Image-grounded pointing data
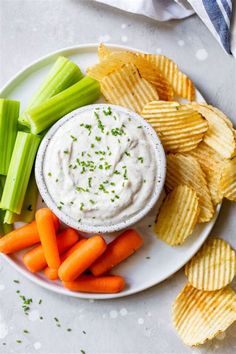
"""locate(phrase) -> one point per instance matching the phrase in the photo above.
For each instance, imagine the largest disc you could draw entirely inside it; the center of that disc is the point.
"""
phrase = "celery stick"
(29, 206)
(21, 164)
(9, 112)
(62, 75)
(4, 228)
(43, 116)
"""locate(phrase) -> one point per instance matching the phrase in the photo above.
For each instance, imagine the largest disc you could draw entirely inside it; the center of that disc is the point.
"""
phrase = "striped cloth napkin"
(216, 14)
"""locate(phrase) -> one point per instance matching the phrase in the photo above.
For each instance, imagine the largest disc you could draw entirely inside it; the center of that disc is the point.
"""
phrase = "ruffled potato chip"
(125, 87)
(199, 315)
(177, 216)
(179, 127)
(213, 267)
(228, 180)
(181, 83)
(185, 169)
(212, 165)
(220, 135)
(115, 60)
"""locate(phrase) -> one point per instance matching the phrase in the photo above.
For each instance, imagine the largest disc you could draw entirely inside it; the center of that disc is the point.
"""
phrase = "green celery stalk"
(62, 75)
(21, 164)
(4, 228)
(80, 94)
(9, 112)
(29, 206)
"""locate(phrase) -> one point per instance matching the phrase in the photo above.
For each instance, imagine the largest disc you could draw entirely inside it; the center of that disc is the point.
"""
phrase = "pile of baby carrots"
(82, 264)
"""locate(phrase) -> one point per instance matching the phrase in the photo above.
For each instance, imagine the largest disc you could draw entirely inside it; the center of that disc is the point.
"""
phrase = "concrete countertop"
(140, 323)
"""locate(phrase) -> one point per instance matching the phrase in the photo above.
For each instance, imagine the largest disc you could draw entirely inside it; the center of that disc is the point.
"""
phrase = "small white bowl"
(82, 226)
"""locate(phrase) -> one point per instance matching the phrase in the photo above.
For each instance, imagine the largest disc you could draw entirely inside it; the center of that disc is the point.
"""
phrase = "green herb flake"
(73, 138)
(107, 112)
(140, 158)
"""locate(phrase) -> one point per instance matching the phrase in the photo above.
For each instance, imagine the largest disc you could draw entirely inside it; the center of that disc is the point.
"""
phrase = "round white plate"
(156, 261)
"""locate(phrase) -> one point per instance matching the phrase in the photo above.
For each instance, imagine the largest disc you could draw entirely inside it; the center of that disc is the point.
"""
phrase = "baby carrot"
(19, 239)
(106, 284)
(47, 234)
(35, 261)
(82, 258)
(22, 237)
(51, 273)
(118, 250)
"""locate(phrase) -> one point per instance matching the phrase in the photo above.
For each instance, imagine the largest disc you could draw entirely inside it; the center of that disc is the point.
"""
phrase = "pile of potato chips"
(206, 306)
(200, 145)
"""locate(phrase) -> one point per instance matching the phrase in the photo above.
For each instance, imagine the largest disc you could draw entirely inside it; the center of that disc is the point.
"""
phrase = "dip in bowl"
(101, 168)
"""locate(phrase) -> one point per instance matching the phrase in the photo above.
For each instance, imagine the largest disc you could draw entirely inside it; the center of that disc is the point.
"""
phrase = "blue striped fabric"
(219, 13)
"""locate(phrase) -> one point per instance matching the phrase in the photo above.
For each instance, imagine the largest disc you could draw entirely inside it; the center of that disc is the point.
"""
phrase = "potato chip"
(179, 127)
(199, 315)
(149, 72)
(185, 169)
(213, 267)
(181, 83)
(177, 216)
(219, 136)
(126, 88)
(103, 51)
(212, 165)
(228, 180)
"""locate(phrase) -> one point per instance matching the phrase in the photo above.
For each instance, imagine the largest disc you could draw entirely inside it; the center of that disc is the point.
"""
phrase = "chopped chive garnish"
(73, 138)
(100, 125)
(107, 112)
(140, 158)
(117, 131)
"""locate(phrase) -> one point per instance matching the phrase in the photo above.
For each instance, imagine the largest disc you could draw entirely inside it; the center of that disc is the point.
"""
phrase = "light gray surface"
(140, 323)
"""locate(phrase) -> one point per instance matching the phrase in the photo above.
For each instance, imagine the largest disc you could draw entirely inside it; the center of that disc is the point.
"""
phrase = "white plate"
(156, 261)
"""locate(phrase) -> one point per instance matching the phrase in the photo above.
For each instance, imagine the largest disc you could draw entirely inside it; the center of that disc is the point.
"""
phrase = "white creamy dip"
(100, 167)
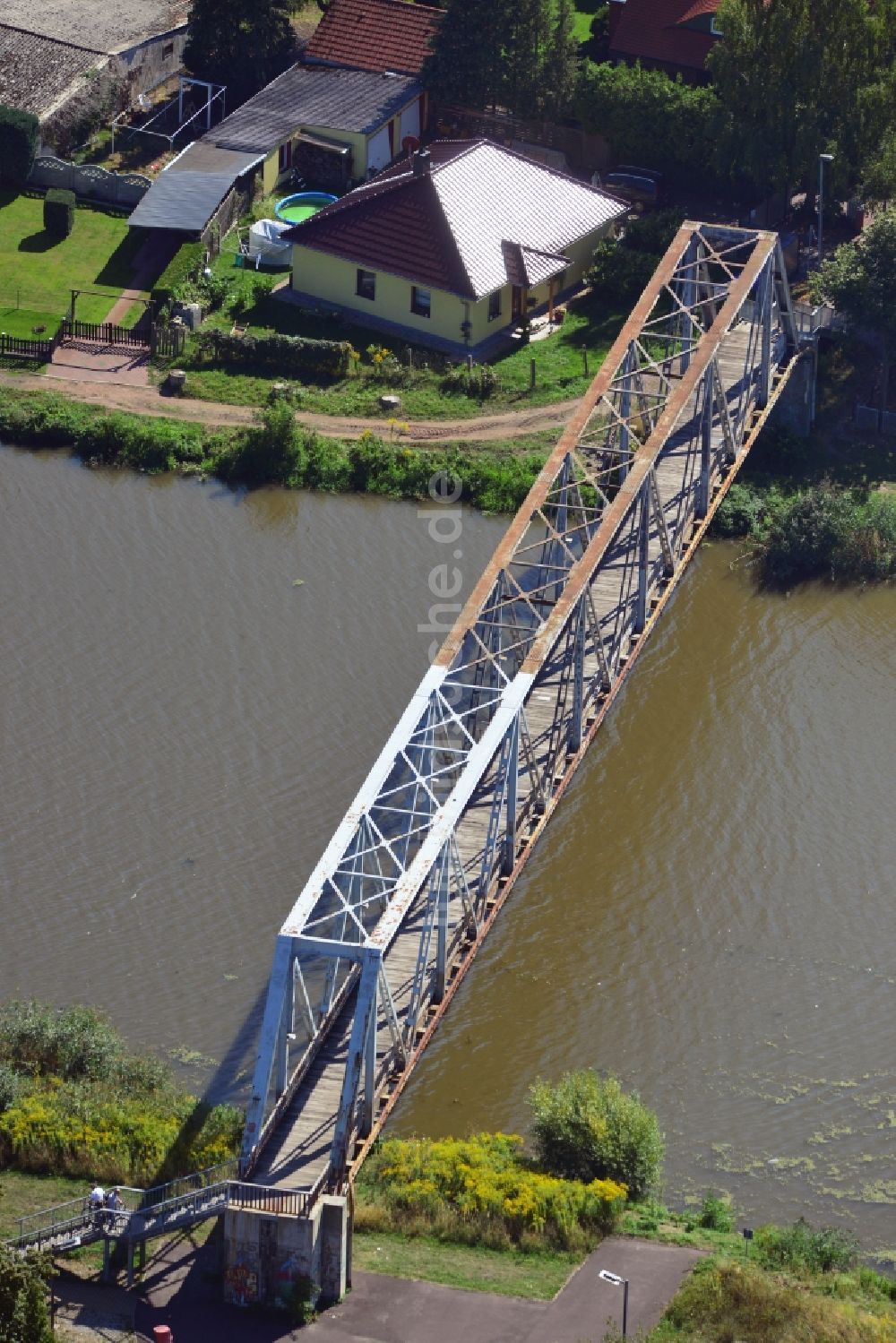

### [Task requirements]
The entries should be printed again exactly as written, leaving all pictures out.

### [Task result]
"""locate(phrase) -> one point per instance matching the phrase in the photo above.
For each instance, imagine the largest disc you could draw entirely inside it; the center of that disc is the point.
"""
phrase = "celery stick"
(29, 206)
(21, 164)
(9, 112)
(62, 75)
(4, 228)
(43, 116)
"""locate(phrase) -> one point per instance matching the phrase in the photo above.
For each instance, imagine the largest disc you could draw entirely inside it; the center of that disc is the point.
"""
phrase = "striped cloth napkin"
(216, 14)
"""locate(phrase) -> one point per instance matching the phrase in the photo above.
For each instance, imagine the largest disc you could draw entirely inside it; the center of that disc is the point.
"""
phrase = "ruffled potato chip"
(125, 87)
(199, 315)
(177, 216)
(179, 127)
(213, 267)
(228, 180)
(181, 83)
(185, 169)
(212, 165)
(220, 135)
(115, 60)
"""locate(phrase) -> one point per instance matching the phrase in the photo above.
For each instance, imagine the largest disc you could draw entirely inside it; the center of that disc is the point.
"""
phrase = "green celery stalk"
(62, 75)
(21, 164)
(4, 228)
(80, 94)
(9, 112)
(29, 206)
"""locate(phrase) -> one point per instance matching the phrase in the photo above.
For each instance, imagine the largest disc you could draw entirely inside it; the center of that disc is the point.
"""
phrase = "pile of baby carrots"
(82, 264)
"""locate(phrase) -> one point per instance matching the phrase in the photo above.
For each instance, imagine the largest disc you could draw entirely inside it; the center of that disc is the point.
"""
phrase = "concrete countertop"
(140, 323)
"""locate(phrase) -> one point per instance matching the phrase in the photo above.
For each instance, imagine the largest disc you could draw entirely inside it; the center of that disc is the point.
"""
phrase = "small white bowl"
(82, 226)
"""locate(phrase) -> one point per instance matching the phrase in the photo above.
For each instance, imagine the largest disc you could draw entirely inside it; the center of that disc is the point.
"""
phrase = "green herb flake"
(73, 138)
(107, 112)
(140, 158)
"""locate(phrase) -> one point per instance matching the phrase in the photo above.
For each instance, imagine the largest disc you could draw entirely inside it; the center of that disc is the point.
"""
phrase = "round white plate"
(156, 261)
"""locate(phrase) -> one point per instance matching the phrase in the photo above.
For each instance, imagine the largest disc you could draw entirely inside it; the center of that disc is the point.
"""
phrase = "baby carrot"
(19, 239)
(106, 284)
(47, 234)
(35, 261)
(82, 258)
(22, 237)
(51, 273)
(118, 250)
"""locate(phrase) -> one point per instance matching the phrase in the photo above.
For each instance, imagine the largest disc you could draw entirely inside it; the center of that disc is the point.
"""
phrase = "pile of potato chips"
(206, 306)
(200, 145)
"""locate(phrase) -> one point per instance matching the phrase in the photo above.
For each instance, imagine the largest disc you could draw entirely inside it; the center of that disc is the point.
"""
phrase = "dip in bowl"
(101, 168)
"""locate(phrase) -> one point per instance matching the phrase in the photo above.
For each instance, imagine the largest disc you could draw entirely inside it; the center of that disc is the point.
"""
phrase = "blue striped fabric"
(219, 13)
"""locate(phrase) -> one point per instance matching the phrase in the photo above.
For each instance, imagine the largest disc you could draw entirely inside it; the center of that disc is the point.
"""
phrase = "potato chip"
(179, 127)
(199, 315)
(149, 72)
(185, 169)
(213, 267)
(181, 83)
(177, 216)
(219, 136)
(126, 88)
(103, 51)
(212, 165)
(228, 180)
"""locate(phrase) -> one point per instance matching the phrase in the photo above.
For each instance, imagine the largest disc you could draw entirely inside it; the center of that disc is the point.
"""
phrase = "chopped chive garnish"
(73, 138)
(100, 125)
(107, 112)
(140, 158)
(117, 131)
"""locate(phrase) -> one point per instance matching the phrase in the photo above.
For each instance, imagine the largest disc you could draw entirely inside it; the center of that disc is the point.
"""
phrase = "light gray surface"
(140, 323)
"""locate(phrase) -> one point per instance matching the phrase in the photo above.
For each instance, imagine the largest disc you could draw entirely inside it; the center of that disc is the point.
"""
phrase = "white plate"
(156, 261)
"""locate(phrase) -> one point per instance matching the phrase in the photo above.
For each instance, imagine the largest disc you could draw entirely inside it; the center of that disc is the point.
"""
phrase = "white creamy dip"
(100, 167)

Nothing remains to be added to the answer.